Work instructions - Can you output every line of the rows below as a JSON list of strings, with one string per line and blank lines left out?

(Point annotation data)
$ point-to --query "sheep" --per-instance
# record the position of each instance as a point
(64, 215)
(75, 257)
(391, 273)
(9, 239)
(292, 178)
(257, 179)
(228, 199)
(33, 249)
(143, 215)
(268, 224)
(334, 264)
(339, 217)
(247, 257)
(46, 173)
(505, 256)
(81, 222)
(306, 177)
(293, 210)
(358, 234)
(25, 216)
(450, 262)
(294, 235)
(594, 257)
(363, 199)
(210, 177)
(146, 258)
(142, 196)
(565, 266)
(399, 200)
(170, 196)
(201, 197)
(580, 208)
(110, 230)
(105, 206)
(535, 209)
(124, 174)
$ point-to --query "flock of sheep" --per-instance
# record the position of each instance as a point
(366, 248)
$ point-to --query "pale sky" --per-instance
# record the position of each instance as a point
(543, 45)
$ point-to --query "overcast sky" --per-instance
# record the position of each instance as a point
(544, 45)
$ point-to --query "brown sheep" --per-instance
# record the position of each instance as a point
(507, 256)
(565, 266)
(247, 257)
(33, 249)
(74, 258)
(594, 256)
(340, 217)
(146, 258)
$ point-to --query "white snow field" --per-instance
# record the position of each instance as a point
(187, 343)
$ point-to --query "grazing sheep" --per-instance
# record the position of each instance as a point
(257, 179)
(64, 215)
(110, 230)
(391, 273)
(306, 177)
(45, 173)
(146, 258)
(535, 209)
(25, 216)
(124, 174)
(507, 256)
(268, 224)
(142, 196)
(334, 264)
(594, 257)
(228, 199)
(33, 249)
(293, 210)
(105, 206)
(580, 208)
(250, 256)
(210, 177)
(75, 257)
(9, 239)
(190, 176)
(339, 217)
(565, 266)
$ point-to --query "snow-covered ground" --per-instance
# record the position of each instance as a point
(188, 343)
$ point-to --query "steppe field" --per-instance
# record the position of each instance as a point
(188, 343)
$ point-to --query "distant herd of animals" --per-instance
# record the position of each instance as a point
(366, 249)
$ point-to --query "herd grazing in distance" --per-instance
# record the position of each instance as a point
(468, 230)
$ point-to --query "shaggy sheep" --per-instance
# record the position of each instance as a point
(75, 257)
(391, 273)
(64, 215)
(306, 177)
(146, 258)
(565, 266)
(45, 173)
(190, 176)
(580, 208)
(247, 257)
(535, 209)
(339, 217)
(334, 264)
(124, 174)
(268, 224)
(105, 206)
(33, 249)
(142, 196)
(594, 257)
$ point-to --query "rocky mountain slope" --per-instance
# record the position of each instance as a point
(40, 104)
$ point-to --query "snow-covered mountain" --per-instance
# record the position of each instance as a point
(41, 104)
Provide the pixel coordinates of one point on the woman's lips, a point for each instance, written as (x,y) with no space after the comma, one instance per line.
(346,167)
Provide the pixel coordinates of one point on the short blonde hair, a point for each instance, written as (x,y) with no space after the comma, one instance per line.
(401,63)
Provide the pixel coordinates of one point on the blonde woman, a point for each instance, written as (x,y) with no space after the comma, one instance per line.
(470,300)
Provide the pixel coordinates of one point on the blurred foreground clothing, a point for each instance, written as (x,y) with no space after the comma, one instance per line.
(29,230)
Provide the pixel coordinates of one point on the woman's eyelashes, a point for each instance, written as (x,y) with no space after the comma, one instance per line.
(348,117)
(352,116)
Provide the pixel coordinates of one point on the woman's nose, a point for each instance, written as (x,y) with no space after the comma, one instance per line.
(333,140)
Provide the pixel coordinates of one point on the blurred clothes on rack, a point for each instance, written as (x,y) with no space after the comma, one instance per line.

Task output -
[
  "$ point-to --query \"sheep\" --per-instance",
  "# record the position of each instance as a point",
  "(64, 215)",
  "(75, 257)",
  "(391, 273)",
  "(9, 239)",
  "(292, 178)",
  "(257, 179)",
  "(228, 199)",
  "(33, 249)",
  "(143, 215)",
  "(268, 224)",
  "(334, 264)",
  "(339, 217)",
  "(247, 257)",
  "(46, 173)",
  "(505, 256)",
  "(81, 222)",
  "(306, 177)",
  "(293, 210)",
  "(358, 234)",
  "(25, 216)",
  "(450, 262)",
  "(294, 235)",
  "(594, 257)",
  "(363, 199)",
  "(210, 177)",
  "(146, 258)",
  "(142, 196)",
  "(565, 266)",
  "(399, 200)",
  "(170, 196)",
  "(201, 197)",
  "(580, 208)",
  "(110, 230)",
  "(105, 206)",
  "(535, 209)",
  "(124, 174)",
  "$ point-to --query \"flock of sheep\" --per-instance",
  "# record the position of each instance as a point",
  "(366, 248)",
  "$ point-to --query \"pale sky\" --per-instance",
  "# record the position of each instance as a point",
  "(543, 45)",
  "$ point-to --query \"overcast sky\" --per-instance",
  "# record the position of each instance as a point",
  "(544, 45)",
  "$ point-to --query \"brown sheep\" --per-instance",
  "# record the position of each instance as a point",
  "(507, 256)",
  "(565, 266)",
  "(247, 257)",
  "(33, 249)",
  "(74, 258)",
  "(594, 256)",
  "(340, 217)",
  "(146, 258)",
  "$ point-to --query \"white snow field\" --per-instance",
  "# record the position of each instance as a point",
  "(187, 343)",
  "$ point-to --query \"grazing sheep\" --per-instance",
  "# record the position of each instance as a point",
  "(257, 179)",
  "(64, 215)",
  "(110, 230)",
  "(391, 273)",
  "(306, 177)",
  "(45, 173)",
  "(146, 258)",
  "(535, 209)",
  "(25, 216)",
  "(124, 174)",
  "(507, 256)",
  "(268, 224)",
  "(142, 196)",
  "(334, 264)",
  "(594, 257)",
  "(228, 199)",
  "(33, 249)",
  "(293, 210)",
  "(105, 206)",
  "(580, 208)",
  "(250, 256)",
  "(210, 177)",
  "(75, 257)",
  "(9, 239)",
  "(190, 176)",
  "(339, 217)",
  "(565, 266)",
  "$ point-to --query \"snow-covered ground\" --per-instance",
  "# record the position of each instance as a point",
  "(188, 343)",
  "$ point-to --query \"steppe field\" --per-instance",
  "# record the position of each instance as a point",
  "(188, 343)",
  "$ point-to --query \"distant herd of animals\" --per-instance",
  "# record the position of each instance as a point",
  "(366, 249)",
  "$ point-to --query \"herd grazing in distance\" --per-instance",
  "# record the position of each instance as a point",
  "(468, 230)",
  "$ point-to --query \"shaggy sheep\" --per-instance",
  "# record the position of each instance as a point",
  "(75, 257)",
  "(391, 273)",
  "(64, 215)",
  "(306, 177)",
  "(146, 258)",
  "(565, 266)",
  "(45, 173)",
  "(190, 176)",
  "(580, 208)",
  "(247, 257)",
  "(535, 209)",
  "(339, 217)",
  "(334, 264)",
  "(124, 174)",
  "(268, 224)",
  "(105, 206)",
  "(33, 249)",
  "(142, 196)",
  "(594, 257)",
  "$ point-to --query \"rocky mountain slope\" --per-instance",
  "# record the position of each instance as a point",
  "(40, 104)",
  "$ point-to --query \"snow-covered mountain\" --per-instance",
  "# record the position of each instance as a point",
  "(41, 104)",
  "Provide the pixel coordinates of one point on the woman's lips, a point for each instance, written as (x,y) with no space after the comma, one instance per line.",
  "(346,167)",
  "Provide the pixel coordinates of one point on the short blonde hair, a point for each instance, written as (x,y) with no space after the comma, one instance per line.",
  "(401,63)",
  "Provide the pixel coordinates of one point on the blonde woman, a point for each instance, written as (x,y) with no space after the comma, one instance per line.",
  "(470,300)",
  "Provide the pixel coordinates of one point on the blurred foreground clothing, a point for each instance, written as (x,y) with no space after the comma, one instance per line.",
  "(29,230)",
  "Provide the pixel coordinates of one point on the woman's eyelashes, a point for each instance, written as (x,y) with no space after the comma, one instance per line.",
  "(348,117)",
  "(352,116)",
  "Provide the pixel coordinates of one point on the woman's nose, a point for each instance, written as (x,y) with no space after the comma, one instance per line.",
  "(333,140)",
  "Provide the pixel coordinates of one point on the blurred clothes on rack, a point for each instance, written as (x,y) with no space after the comma, one instance per line."
]